- [What is expected]: Please print the full listing below exactly, but not the pictures in it.

- [Provided records]:
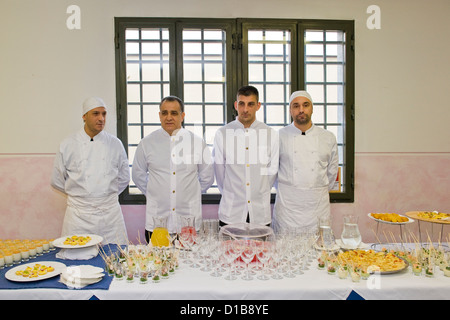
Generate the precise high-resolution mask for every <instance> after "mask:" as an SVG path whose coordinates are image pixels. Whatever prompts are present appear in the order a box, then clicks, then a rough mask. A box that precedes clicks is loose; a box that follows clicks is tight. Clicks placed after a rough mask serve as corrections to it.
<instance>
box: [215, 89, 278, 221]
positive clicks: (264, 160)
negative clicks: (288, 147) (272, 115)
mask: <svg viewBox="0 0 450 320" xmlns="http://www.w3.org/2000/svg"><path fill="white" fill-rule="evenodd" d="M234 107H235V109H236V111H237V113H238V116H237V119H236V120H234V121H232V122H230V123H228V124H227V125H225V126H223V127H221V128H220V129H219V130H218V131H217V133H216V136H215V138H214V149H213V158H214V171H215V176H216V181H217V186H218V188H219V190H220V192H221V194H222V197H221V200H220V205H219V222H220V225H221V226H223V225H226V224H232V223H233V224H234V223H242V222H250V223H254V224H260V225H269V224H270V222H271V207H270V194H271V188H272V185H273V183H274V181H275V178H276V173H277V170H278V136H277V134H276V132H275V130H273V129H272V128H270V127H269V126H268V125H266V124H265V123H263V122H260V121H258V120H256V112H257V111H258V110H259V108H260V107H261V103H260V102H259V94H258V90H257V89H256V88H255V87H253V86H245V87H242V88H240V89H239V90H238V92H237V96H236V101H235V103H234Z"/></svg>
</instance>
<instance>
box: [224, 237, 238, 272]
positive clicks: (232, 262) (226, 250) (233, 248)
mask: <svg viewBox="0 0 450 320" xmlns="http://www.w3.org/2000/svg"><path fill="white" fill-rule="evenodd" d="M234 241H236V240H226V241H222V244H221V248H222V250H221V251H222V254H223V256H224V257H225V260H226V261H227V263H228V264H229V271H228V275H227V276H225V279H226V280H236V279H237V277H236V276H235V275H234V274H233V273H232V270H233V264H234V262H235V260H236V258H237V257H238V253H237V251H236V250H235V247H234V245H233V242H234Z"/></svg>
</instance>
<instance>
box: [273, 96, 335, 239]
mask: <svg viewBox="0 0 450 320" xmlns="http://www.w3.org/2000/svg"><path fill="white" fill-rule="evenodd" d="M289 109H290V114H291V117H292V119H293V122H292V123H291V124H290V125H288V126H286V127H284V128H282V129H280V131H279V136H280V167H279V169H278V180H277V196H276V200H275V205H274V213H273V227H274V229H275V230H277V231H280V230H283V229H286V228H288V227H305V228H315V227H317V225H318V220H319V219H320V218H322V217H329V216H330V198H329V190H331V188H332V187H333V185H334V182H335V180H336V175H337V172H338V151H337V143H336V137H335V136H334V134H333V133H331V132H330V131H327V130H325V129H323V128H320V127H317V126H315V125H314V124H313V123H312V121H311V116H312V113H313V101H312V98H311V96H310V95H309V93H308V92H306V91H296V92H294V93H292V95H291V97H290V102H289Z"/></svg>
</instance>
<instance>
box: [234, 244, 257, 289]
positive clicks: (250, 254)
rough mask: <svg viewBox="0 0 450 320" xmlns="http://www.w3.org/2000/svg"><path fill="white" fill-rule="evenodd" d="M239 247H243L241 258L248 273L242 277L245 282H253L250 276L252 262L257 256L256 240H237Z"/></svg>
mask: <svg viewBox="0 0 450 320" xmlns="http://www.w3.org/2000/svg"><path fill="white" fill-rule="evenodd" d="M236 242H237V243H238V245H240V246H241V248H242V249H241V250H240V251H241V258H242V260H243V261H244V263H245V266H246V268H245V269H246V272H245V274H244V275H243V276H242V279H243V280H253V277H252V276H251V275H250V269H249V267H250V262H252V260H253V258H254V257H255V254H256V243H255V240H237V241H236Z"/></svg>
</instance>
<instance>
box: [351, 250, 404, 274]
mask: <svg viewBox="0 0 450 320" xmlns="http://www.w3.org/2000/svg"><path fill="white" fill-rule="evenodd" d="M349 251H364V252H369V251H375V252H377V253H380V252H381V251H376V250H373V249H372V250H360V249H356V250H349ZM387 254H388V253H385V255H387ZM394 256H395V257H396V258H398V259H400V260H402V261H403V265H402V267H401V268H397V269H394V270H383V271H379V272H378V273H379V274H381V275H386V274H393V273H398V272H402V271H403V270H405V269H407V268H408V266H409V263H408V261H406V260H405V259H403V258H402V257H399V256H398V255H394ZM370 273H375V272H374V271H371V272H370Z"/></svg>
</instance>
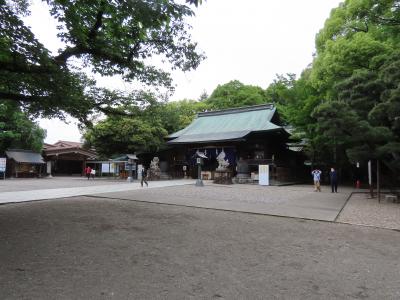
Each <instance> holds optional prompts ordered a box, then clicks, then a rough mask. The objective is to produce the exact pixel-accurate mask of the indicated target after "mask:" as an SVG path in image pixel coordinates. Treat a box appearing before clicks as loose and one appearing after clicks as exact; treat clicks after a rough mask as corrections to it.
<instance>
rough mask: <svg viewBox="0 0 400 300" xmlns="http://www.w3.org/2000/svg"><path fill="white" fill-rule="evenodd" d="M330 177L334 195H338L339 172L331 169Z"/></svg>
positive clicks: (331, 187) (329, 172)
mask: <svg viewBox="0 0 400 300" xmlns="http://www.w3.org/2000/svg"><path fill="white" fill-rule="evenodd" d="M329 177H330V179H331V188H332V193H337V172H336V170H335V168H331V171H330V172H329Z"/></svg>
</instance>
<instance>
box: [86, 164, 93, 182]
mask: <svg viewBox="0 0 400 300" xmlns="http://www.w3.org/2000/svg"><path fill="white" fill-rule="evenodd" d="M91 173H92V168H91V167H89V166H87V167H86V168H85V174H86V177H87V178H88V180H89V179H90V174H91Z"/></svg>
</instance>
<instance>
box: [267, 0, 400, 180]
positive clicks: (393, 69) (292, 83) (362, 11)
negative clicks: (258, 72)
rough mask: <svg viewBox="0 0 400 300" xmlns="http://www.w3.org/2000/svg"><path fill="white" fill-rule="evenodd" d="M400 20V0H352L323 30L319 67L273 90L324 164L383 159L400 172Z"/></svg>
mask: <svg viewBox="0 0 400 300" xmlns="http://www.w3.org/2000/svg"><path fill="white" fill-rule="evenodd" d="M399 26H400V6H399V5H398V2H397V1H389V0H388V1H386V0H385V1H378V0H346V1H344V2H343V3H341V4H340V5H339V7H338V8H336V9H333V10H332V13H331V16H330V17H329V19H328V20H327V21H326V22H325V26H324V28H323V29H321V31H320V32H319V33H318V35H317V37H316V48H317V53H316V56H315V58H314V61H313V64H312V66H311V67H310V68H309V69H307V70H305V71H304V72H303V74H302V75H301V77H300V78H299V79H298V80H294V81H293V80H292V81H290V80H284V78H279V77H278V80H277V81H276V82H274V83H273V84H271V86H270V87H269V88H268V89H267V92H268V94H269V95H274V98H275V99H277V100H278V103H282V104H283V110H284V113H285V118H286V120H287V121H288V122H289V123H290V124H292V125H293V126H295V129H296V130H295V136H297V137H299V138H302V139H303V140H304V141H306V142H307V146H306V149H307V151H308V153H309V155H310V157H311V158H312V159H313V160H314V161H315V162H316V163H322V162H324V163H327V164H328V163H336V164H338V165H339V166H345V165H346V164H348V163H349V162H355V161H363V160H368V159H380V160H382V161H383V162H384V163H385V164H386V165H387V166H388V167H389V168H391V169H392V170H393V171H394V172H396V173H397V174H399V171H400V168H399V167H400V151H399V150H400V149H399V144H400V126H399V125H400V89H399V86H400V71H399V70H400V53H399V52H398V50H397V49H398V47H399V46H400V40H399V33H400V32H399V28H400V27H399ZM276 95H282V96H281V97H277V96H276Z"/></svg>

- [Problem solution]:
Generate the precise high-resolution mask for every <instance> after "mask:" as an SVG path whose coordinates are image pixels. Whatever prompts are present appear in the order a box, then clicks, then a rough mask. A box that precedes clicks is loose; a box that follows clicks is tight. Clicks placed after a rough mask serve as corrections to it.
<instance>
box: [215, 89, 278, 221]
positive clicks: (264, 160)
negative clicks: (288, 147) (272, 115)
mask: <svg viewBox="0 0 450 320" xmlns="http://www.w3.org/2000/svg"><path fill="white" fill-rule="evenodd" d="M234 107H235V109H236V111H237V113H238V116H237V119H236V120H234V121H232V122H230V123H228V124H227V125H225V126H223V127H221V128H220V129H219V130H218V131H217V133H216V136H215V138H214V149H213V158H214V171H215V176H216V181H217V186H218V188H219V190H220V192H221V194H222V197H221V200H220V205H219V222H220V225H221V226H223V225H226V224H232V223H233V224H234V223H242V222H250V223H254V224H260V225H269V224H270V222H271V207H270V194H271V188H272V185H273V183H274V181H275V178H276V173H277V170H278V136H277V134H276V132H275V130H273V129H272V128H270V127H269V126H268V125H266V124H265V123H263V122H260V121H258V120H256V112H257V111H258V110H259V108H260V107H261V103H260V102H259V94H258V90H257V89H256V88H255V87H253V86H245V87H242V88H240V89H239V90H238V92H237V96H236V101H235V103H234Z"/></svg>
</instance>
<instance>
box: [224, 237, 238, 272]
positive clicks: (232, 262) (226, 250) (233, 248)
mask: <svg viewBox="0 0 450 320" xmlns="http://www.w3.org/2000/svg"><path fill="white" fill-rule="evenodd" d="M234 241H236V240H226V241H222V244H221V248H222V250H221V251H222V254H223V256H224V257H225V260H226V261H227V263H228V264H229V271H228V275H227V276H225V279H226V280H236V279H237V277H236V276H235V275H234V274H233V273H232V270H233V264H234V262H235V260H236V258H237V257H238V253H237V251H236V250H235V247H234V245H233V242H234Z"/></svg>
</instance>
<instance>
box: [273, 96, 335, 239]
mask: <svg viewBox="0 0 450 320" xmlns="http://www.w3.org/2000/svg"><path fill="white" fill-rule="evenodd" d="M289 109H290V114H291V117H292V119H293V122H292V123H291V124H290V125H288V126H286V127H284V128H282V129H280V131H279V136H280V167H279V169H278V180H277V196H276V200H275V205H274V213H273V227H274V229H275V230H277V231H280V230H283V229H286V228H288V227H305V228H315V227H317V225H318V220H319V219H320V218H322V217H329V216H330V198H329V190H331V188H332V187H333V185H334V182H335V180H336V175H337V172H338V151H337V143H336V137H335V136H334V134H333V133H331V132H330V131H327V130H325V129H323V128H320V127H317V126H315V125H314V124H313V123H312V121H311V116H312V113H313V101H312V98H311V96H310V95H309V93H308V92H306V91H296V92H294V93H292V95H291V97H290V102H289Z"/></svg>
</instance>
<instance>
box: [234, 244, 257, 289]
positive clicks: (250, 254)
rough mask: <svg viewBox="0 0 450 320" xmlns="http://www.w3.org/2000/svg"><path fill="white" fill-rule="evenodd" d="M239 247H243L241 258L248 273L242 277L245 282H253L250 276L252 262L257 256L256 240H237Z"/></svg>
mask: <svg viewBox="0 0 450 320" xmlns="http://www.w3.org/2000/svg"><path fill="white" fill-rule="evenodd" d="M236 242H237V243H238V245H240V246H241V248H242V249H241V250H240V251H241V258H242V260H243V261H244V263H245V266H246V268H245V269H246V272H245V274H244V275H243V276H242V279H243V280H253V277H252V276H251V275H250V269H249V267H250V262H252V260H253V258H254V257H255V254H256V243H255V240H237V241H236Z"/></svg>
</instance>
<instance>
box: [351, 250, 404, 274]
mask: <svg viewBox="0 0 450 320" xmlns="http://www.w3.org/2000/svg"><path fill="white" fill-rule="evenodd" d="M349 251H364V252H369V251H375V252H377V253H380V252H381V251H376V250H373V249H372V250H360V249H356V250H349ZM387 254H388V253H385V255H387ZM394 256H395V257H396V258H398V259H400V260H402V261H403V265H402V267H401V268H397V269H394V270H383V271H379V272H378V273H379V274H381V275H386V274H393V273H398V272H402V271H403V270H405V269H407V268H408V266H409V263H408V261H406V260H405V259H403V258H402V257H399V256H398V255H394ZM370 273H375V272H374V271H371V272H370Z"/></svg>
</instance>
Each <instance> holds optional prompts ordered a box, then clicks, then a rough mask. The objective is to produce the exact pixel-accurate mask of the indicated target after "mask:" as an SVG path in image pixel coordinates. Treat a box appearing before clicks as loose and one appearing after clicks as exact; treat clicks after a rough mask as corrections to it.
<instance>
rough mask: <svg viewBox="0 0 400 300" xmlns="http://www.w3.org/2000/svg"><path fill="white" fill-rule="evenodd" d="M330 177L334 195H338L339 172L331 169Z"/></svg>
positive clicks: (331, 187) (329, 172)
mask: <svg viewBox="0 0 400 300" xmlns="http://www.w3.org/2000/svg"><path fill="white" fill-rule="evenodd" d="M329 177H330V179H331V188H332V193H337V172H336V170H335V168H331V171H330V172H329Z"/></svg>
</instance>
<instance>
box: [86, 164, 93, 182]
mask: <svg viewBox="0 0 400 300" xmlns="http://www.w3.org/2000/svg"><path fill="white" fill-rule="evenodd" d="M91 173H92V168H91V167H89V166H87V167H86V168H85V174H86V177H87V178H88V180H89V179H90V174H91Z"/></svg>
</instance>
<instance>
box: [267, 0, 400, 180]
positive clicks: (393, 69) (292, 83) (362, 11)
negative clicks: (258, 72)
rough mask: <svg viewBox="0 0 400 300" xmlns="http://www.w3.org/2000/svg"><path fill="white" fill-rule="evenodd" d="M400 20V0H352L323 30L319 67L273 90L324 164L383 159L400 172Z"/></svg>
mask: <svg viewBox="0 0 400 300" xmlns="http://www.w3.org/2000/svg"><path fill="white" fill-rule="evenodd" d="M399 26H400V6H399V5H398V2H397V1H389V0H388V1H386V0H385V1H378V0H346V1H344V2H343V3H341V4H340V5H339V7H338V8H336V9H333V10H332V13H331V16H330V17H329V19H328V20H327V21H326V22H325V26H324V28H323V29H321V31H320V32H319V33H318V35H317V37H316V48H317V53H316V56H315V58H314V61H313V64H312V66H311V67H310V68H309V69H307V70H305V71H304V72H303V74H302V75H301V77H300V78H299V79H298V80H294V81H293V80H292V81H290V80H284V78H279V77H278V80H277V81H276V82H274V83H273V84H271V86H270V87H269V88H268V89H267V92H268V94H269V95H274V98H275V99H277V100H278V103H282V104H283V110H284V113H285V118H286V120H287V121H288V122H289V123H290V124H292V125H293V126H295V129H296V130H295V136H297V137H299V138H302V139H303V140H304V141H306V142H307V146H306V149H307V151H308V153H309V155H310V157H311V158H312V159H313V160H314V161H315V162H316V163H322V162H324V163H327V164H328V163H336V164H338V165H339V166H345V165H346V164H348V163H349V162H355V161H363V160H368V159H380V160H382V161H383V162H384V163H385V164H386V165H387V166H388V167H389V168H391V169H392V170H393V171H394V172H396V173H397V174H399V171H400V168H399V167H400V151H399V150H400V149H399V144H400V126H399V125H400V89H399V86H400V71H399V70H400V53H399V52H398V50H397V49H398V47H399V46H400V40H399V33H400V32H399V28H400V27H399ZM276 95H282V96H281V97H277V96H276Z"/></svg>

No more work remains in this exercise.